### Excerpted passage
RAWX data gaps in RINEX file (logging issue)

derekpickell commented 3 years ago

Subject of the issue

Using the example data logging RAWX/SFRBX (both versions w/ and w/out callbacks), and without changing the Navigational Frequency (1Hz), the processed RINEX file contains data gaps of random intervals (sometimes 3+ seconds). This is also reflected in the serial monitor when the numRAWX counter occasionally hangs up on a single count for several iterations.

I cut the I2C bridges on both MicroMod and peripheral without any change in performance. There doesn't seem to be any issues with the buffers overflowing, and also no improvement in output consistency when I disable SFRBX messages to try to decrease the message load.

Setup

MicroMod Data Logging Carrier Board MicroMod Artemis Processor SparkFun GPS-RTK-SMA Breakout - ZED-F9P UBLOX L1/L2 Antenna Formatted SanDisk 4GB microsd

Configuration

Attempted using DataLoggingExample3_RXM_SFRBX_and_RAWX and version without callbacks. (Only change was CS needed to be changed to pin 41). Hooked up exactly per instructions with Qwiic connector.

Processed raw .ubx data using RTKLIB and UNAVCO teqc, both outputting RINEX files that come with GNSS data gaps.

As a sanity check, I used Ucenter to log Raw .ubx data, and the sampling interval is consistent. Could this be an issue with the SD card? I see no indication from the buffers that it is getting hung up enough to drop data. Also tried slowing setMeasurementRate() to 10 second intervals, which still have data gaps. Unsure what other root cause it could be at this point... Appreciate the help! First time posting something here.

Snippet from RINEX file: Note in red how the subsequent GNSS data timestamp indicates it arrived 2 seconds after the first.

Serial monitor:

EDIT:

After enabling debug messages, following message occurs during hiccups: "insufficient space available! Data will be lost!". This is surprising to me because the fileBufferSize doesn't approach full. Could the write to SD be hanging up the rest of the program?

And checksum failed (lower level debugging enabled):

PaulZC commented 3 years ago

Hi @derekpickell ,

Thanks for reporting this.

Are you using v2.1.1 of the SparkFun Apollo3 (Artemis) Board package? If so, there is a 'feature' in there which makes I2C communication with the u-blox modules problematic. Please try installing v2.1.0 of Apollo3 via the Board Manager and give it another try. (A fix is coming in v2.2.0.)

### Complete the following
1: In the thread on RAWX data gaps, why does the reply recommend installing v2.1.0 of the Apollo3 board package?
2: List every piece of hardware named under "Setup" in the thread on RAWX data gaps.

Extracted data entries
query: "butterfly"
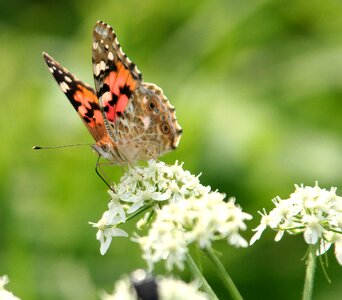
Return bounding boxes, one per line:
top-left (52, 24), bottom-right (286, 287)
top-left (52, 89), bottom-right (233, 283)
top-left (43, 21), bottom-right (182, 165)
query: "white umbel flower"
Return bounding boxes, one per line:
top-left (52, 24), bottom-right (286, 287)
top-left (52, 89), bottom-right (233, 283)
top-left (250, 183), bottom-right (342, 265)
top-left (92, 160), bottom-right (252, 270)
top-left (0, 275), bottom-right (20, 300)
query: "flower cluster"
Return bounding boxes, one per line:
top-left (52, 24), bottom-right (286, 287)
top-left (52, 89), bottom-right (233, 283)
top-left (138, 192), bottom-right (251, 270)
top-left (250, 183), bottom-right (342, 265)
top-left (0, 275), bottom-right (20, 300)
top-left (101, 277), bottom-right (209, 300)
top-left (93, 160), bottom-right (251, 269)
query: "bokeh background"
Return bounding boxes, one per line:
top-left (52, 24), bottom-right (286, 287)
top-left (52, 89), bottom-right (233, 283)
top-left (0, 0), bottom-right (342, 300)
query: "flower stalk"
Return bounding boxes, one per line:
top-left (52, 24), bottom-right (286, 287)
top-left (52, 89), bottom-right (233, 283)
top-left (302, 245), bottom-right (317, 300)
top-left (186, 253), bottom-right (218, 300)
top-left (204, 248), bottom-right (243, 300)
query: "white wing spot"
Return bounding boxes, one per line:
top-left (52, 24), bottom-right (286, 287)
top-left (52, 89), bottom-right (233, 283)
top-left (64, 76), bottom-right (72, 82)
top-left (108, 52), bottom-right (114, 60)
top-left (59, 81), bottom-right (70, 93)
top-left (94, 60), bottom-right (106, 76)
top-left (142, 117), bottom-right (151, 130)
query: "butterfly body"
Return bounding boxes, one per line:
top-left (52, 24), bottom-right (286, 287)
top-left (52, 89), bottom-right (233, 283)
top-left (44, 21), bottom-right (182, 165)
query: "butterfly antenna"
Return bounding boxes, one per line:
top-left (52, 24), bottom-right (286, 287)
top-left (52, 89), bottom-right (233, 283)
top-left (32, 143), bottom-right (92, 150)
top-left (95, 155), bottom-right (114, 192)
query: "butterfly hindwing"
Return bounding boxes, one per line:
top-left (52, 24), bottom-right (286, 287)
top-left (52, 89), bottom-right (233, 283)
top-left (43, 53), bottom-right (106, 141)
top-left (93, 21), bottom-right (142, 125)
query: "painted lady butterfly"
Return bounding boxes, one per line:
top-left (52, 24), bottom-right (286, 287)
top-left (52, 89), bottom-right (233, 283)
top-left (43, 21), bottom-right (182, 165)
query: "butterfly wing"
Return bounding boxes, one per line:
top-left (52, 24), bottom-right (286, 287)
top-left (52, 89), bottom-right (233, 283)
top-left (43, 53), bottom-right (107, 141)
top-left (93, 21), bottom-right (142, 127)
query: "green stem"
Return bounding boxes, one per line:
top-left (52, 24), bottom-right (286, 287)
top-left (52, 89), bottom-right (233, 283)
top-left (302, 245), bottom-right (316, 300)
top-left (204, 248), bottom-right (243, 300)
top-left (186, 253), bottom-right (218, 300)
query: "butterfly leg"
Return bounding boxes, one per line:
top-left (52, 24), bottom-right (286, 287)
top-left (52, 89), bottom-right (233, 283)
top-left (95, 155), bottom-right (114, 192)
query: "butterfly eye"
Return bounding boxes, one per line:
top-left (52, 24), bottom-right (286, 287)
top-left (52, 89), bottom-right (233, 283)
top-left (101, 144), bottom-right (109, 153)
top-left (147, 100), bottom-right (157, 111)
top-left (160, 123), bottom-right (170, 134)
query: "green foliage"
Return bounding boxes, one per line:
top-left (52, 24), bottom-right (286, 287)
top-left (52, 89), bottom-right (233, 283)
top-left (0, 0), bottom-right (342, 300)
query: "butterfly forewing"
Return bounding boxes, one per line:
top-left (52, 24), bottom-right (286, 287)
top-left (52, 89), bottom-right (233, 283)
top-left (44, 21), bottom-right (182, 164)
top-left (93, 21), bottom-right (142, 126)
top-left (43, 53), bottom-right (107, 141)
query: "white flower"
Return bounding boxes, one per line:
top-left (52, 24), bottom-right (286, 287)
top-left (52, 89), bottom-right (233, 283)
top-left (158, 278), bottom-right (209, 300)
top-left (92, 160), bottom-right (251, 264)
top-left (101, 270), bottom-right (209, 300)
top-left (250, 182), bottom-right (342, 265)
top-left (0, 275), bottom-right (20, 300)
top-left (90, 211), bottom-right (128, 255)
top-left (138, 192), bottom-right (251, 270)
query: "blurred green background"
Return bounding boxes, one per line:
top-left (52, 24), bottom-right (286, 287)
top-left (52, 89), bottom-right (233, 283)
top-left (0, 0), bottom-right (342, 300)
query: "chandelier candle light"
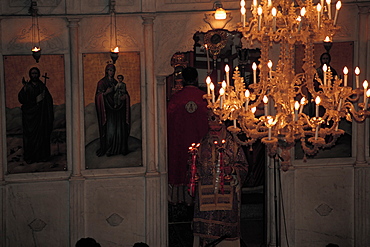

### Complete answers
1: v2.1.1 of the SparkFun Apollo3 (Artemis) Board package has a 'feature' that makes I2C communication with the u-blox modules problematic, so the reply suggests going back to v2.1.0. A fix is coming in v2.2.0.

2:
- MicroMod Data Logging Carrier Board
- MicroMod Artemis Processor
- SparkFun GPS-RTK-SMA Breakout - ZED-F9P
- UBLOX L1/L2 Antenna
- Formatted SanDisk 4GB microsd